● **Work instructions**: The records that follow must be reproduced in full, exactly as written.

--- begin Provided information ---

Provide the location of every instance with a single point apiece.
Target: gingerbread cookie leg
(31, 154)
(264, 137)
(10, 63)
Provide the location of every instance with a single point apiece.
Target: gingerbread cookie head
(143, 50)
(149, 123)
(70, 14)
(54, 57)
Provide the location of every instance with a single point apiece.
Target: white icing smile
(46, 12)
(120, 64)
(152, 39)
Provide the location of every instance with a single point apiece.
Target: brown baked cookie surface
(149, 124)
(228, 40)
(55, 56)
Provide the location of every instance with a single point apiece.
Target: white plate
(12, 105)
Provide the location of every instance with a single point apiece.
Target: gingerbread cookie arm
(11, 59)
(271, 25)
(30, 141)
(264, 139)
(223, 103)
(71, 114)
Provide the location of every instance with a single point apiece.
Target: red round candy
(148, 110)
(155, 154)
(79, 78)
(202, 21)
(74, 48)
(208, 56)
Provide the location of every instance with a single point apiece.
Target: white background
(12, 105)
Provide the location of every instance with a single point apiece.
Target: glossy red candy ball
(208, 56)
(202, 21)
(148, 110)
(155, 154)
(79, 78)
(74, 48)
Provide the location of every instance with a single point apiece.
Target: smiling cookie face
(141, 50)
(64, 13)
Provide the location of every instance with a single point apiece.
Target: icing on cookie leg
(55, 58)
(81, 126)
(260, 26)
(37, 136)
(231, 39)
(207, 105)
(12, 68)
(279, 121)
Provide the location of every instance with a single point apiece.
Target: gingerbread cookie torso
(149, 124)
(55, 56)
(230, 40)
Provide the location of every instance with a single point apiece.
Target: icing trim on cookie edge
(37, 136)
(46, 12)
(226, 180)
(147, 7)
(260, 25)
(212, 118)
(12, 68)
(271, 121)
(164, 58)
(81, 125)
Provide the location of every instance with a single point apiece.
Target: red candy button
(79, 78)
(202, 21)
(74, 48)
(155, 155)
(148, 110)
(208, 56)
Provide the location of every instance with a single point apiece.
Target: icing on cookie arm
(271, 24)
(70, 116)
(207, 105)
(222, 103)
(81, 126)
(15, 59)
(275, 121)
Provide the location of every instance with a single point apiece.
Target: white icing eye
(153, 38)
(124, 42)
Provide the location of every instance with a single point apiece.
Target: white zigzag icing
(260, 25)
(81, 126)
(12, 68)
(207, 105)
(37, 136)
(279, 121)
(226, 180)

--- end Provided information ---

● **Complete output**:
Provide the location of every instance with a single point apiece.
Target: gingerbread cookie leg
(31, 154)
(264, 137)
(10, 63)
Provide the location of every instance with a single point apiece.
Target: gingerbread cookie head
(143, 50)
(149, 123)
(70, 14)
(54, 57)
Provide the location of every instance with a single point apiece.
Target: white icing smile
(46, 12)
(120, 64)
(152, 39)
Provide the location of every instance with a single point apiece.
Target: brown baked cookie surface
(149, 124)
(228, 40)
(55, 56)
Provide the location of every instance with a single point apiece.
Target: white plate
(12, 105)
Provide the location of every instance with a single point apiece.
Target: gingerbread cookie arm
(11, 59)
(271, 25)
(30, 141)
(264, 139)
(223, 103)
(71, 114)
Provide the location of every instance with a single point apiece.
Target: red round candy
(148, 110)
(155, 154)
(79, 78)
(202, 21)
(74, 48)
(208, 56)
Provide the location of every instance with a single point apiece.
Target: white background
(12, 105)
Provide the location of every instance with a single point apiece.
Target: glossy red candy ball
(208, 56)
(202, 21)
(148, 110)
(155, 154)
(79, 78)
(74, 48)
Provide the location of every instance with a single point apiece.
Target: smiling cookie face
(141, 50)
(64, 13)
Provide the location of every instance with a single point apiece.
Target: icing on cookie leg
(55, 58)
(81, 126)
(260, 26)
(37, 136)
(231, 39)
(207, 105)
(12, 68)
(279, 121)
Provide the location of every instance with a single point apiece.
Target: gingerbread cookie torso
(149, 124)
(55, 56)
(230, 40)
Provide the location of every instance with a single point apiece.
Target: icing trim on cookie edge
(37, 136)
(46, 12)
(226, 180)
(147, 7)
(260, 25)
(212, 118)
(12, 68)
(271, 121)
(164, 58)
(81, 125)
Provide the location of every instance with a single point apiece.
Target: red candy button
(79, 78)
(202, 21)
(74, 48)
(155, 155)
(148, 110)
(208, 56)
Provide the location of every instance with a single point apiece.
Target: icing on cookie arm
(271, 24)
(70, 116)
(207, 105)
(222, 103)
(81, 126)
(15, 59)
(275, 121)
Provide the location of every instance with a single point apiece.
Target: white icing eye
(153, 38)
(124, 42)
Provide the location of every instance with a single point apiece.
Target: white zigzag icing
(260, 25)
(81, 126)
(12, 68)
(207, 105)
(37, 136)
(279, 121)
(226, 180)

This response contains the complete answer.